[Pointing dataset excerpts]
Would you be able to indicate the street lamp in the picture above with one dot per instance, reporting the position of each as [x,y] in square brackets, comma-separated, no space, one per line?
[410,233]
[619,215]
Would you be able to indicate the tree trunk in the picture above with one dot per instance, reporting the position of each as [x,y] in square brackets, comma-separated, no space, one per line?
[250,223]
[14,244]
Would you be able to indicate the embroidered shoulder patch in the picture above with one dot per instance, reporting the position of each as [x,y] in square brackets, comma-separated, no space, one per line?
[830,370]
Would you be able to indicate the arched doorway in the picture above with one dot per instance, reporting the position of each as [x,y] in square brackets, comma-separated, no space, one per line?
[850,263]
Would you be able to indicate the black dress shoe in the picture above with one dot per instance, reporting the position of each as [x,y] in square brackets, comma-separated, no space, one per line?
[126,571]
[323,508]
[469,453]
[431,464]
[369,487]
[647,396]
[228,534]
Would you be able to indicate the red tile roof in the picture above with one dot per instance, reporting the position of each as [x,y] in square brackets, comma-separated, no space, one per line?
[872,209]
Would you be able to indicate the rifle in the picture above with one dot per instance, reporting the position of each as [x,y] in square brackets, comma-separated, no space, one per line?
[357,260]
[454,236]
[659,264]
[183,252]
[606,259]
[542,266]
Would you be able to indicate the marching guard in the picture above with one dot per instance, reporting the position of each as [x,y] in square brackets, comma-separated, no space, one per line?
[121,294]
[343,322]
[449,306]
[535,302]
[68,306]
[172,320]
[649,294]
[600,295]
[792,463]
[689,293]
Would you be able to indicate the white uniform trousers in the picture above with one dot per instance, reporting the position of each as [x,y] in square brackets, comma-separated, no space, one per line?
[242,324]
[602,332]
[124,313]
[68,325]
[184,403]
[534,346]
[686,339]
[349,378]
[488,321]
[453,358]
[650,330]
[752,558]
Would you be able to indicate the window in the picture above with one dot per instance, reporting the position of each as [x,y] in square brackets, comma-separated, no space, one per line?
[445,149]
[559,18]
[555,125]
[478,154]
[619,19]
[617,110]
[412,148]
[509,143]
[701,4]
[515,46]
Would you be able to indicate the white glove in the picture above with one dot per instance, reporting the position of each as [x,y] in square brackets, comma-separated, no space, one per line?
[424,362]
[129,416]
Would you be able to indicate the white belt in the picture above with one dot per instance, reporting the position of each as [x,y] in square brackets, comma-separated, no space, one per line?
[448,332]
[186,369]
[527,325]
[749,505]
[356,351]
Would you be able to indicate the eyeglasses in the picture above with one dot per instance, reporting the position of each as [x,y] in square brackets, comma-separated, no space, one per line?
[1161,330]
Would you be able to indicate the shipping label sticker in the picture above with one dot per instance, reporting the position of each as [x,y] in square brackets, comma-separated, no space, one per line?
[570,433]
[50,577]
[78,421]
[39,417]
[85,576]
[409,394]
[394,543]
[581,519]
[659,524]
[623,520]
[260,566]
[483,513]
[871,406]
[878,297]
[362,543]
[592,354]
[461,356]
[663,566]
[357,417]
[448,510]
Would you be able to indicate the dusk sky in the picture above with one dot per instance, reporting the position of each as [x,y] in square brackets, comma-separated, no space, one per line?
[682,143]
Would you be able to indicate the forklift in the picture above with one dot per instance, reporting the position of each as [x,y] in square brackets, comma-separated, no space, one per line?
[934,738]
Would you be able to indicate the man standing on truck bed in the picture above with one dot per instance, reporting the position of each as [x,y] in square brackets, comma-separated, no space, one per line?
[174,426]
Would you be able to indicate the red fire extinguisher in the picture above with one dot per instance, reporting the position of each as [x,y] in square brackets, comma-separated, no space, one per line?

## TASK TO COMPLETE
Type out the full listing again, exactly as given.

## COMPLETE RESPONSE
Would you be able to indicate the street lamp in the picture above with one dot per instance, reporting the position of each as [x,y] in square brackets, comma-separated, no space, one per line?
[410,233]
[619,215]
Would you be able to indicate the tree trunk in the picture above with one dot per instance, reporting the position of each as [x,y] in square brackets, comma-separated, no space, one per line?
[250,223]
[14,244]
Would you be able to indicate the embroidered shoulder patch in the picture above with one dot per instance, reporting the position of each as [x,y] in square brackets, comma-separated, no space, one per line?
[830,370]
Would you be able to indicate the arched doorway in the picture above with one dot per instance, reporting the position of each as [x,y] in square brackets, comma-separated, no space, one per line?
[850,263]
Would you be able to indicate the black dress shoe in the picture above with one dot per instance, reporting the position of each as [x,y] in square brackets, comma-separated, no space, one per line?
[126,571]
[323,508]
[469,453]
[431,464]
[369,487]
[647,396]
[228,534]
Would you be able to indicate the red tile roof in the picture above with one dot per instance, reporting the position of each as [x,y] in square brackets, comma-separated, no space, one per line?
[872,209]
Would you be able to indicate the rifle in the picture above with one dot per instance, reporting the position of each as [x,y] in square brackets, comma-separated, no space, one per line?
[357,260]
[454,236]
[659,264]
[183,252]
[606,259]
[542,266]
Would you be able to indicate the marching guard in the picture above with one dot per instance, reporting the position of each as [x,y] in square brackets, comma-separated, no space, one per line?
[121,294]
[343,322]
[449,306]
[535,302]
[68,306]
[172,320]
[649,294]
[600,295]
[792,463]
[689,293]
Would you be able to indicate the white uniform trousers in the picture above with one dot per instance, reporting the position of each as [x,y] in square brackets, comma-separated, no space, one per line?
[242,324]
[602,332]
[124,313]
[68,325]
[184,403]
[534,346]
[686,339]
[349,378]
[488,321]
[453,358]
[650,330]
[752,558]
Would you be able to indicate the window in the picture above with one dot per instance, reporting the position of each as [x,y] in square brackets, comma-separated, no space, one per line?
[445,149]
[559,18]
[555,125]
[478,154]
[619,19]
[617,110]
[412,148]
[509,143]
[701,4]
[515,46]
Would you be able to indicate the white glove in the picture above with one dot per instance, reporting the position of each as [x,y] in square brackets, comma-separated, no space, one per line?
[424,362]
[129,416]
Would you be able to indicate the white belt in the picture above with one dot per instance, reporting the position of each as [x,y] in square brackets, comma-separated, no space, one per line?
[448,332]
[186,369]
[527,325]
[749,505]
[356,351]
Would you be able to indicate the eyeglasses in the picture above with one dot per instance, reporting the position of each as [x,y] in square brackets, comma-separated, no space, one per line?
[1161,330]
Would you be able to indicate the shipping label sticker in the picture above with one dot per instance, reporting the position of each as [x,y] in square brackets, comma-separated, no space, one per line?
[570,433]
[50,577]
[78,421]
[39,417]
[85,576]
[409,394]
[394,543]
[581,519]
[659,524]
[623,520]
[260,566]
[483,513]
[871,406]
[878,297]
[362,543]
[592,354]
[461,356]
[663,566]
[357,417]
[448,510]
Would you be able to indicate the dusk sky in the picture above with one dot per instance, reporting the position of each as [x,y] in square brackets, comma-separated, no space, one per line?
[682,143]
Would you be able to indicate the forklift in the picture above with one dot per instance, reporting the position of each as [x,y] in square brackets, comma-separated, no space, one per line?
[934,738]
Would you be able to indicate the man standing on truck bed in the picture above with one dot per instance, reporting the position of each as [x,y] in square brackets, comma-separated, no space, one per line?
[174,426]
Would you be able to indicate the red fire extinguisher in the picture above with one dot per instance, reporting the position of each as [x,y] in square brackets, comma-separated, no space, one per line?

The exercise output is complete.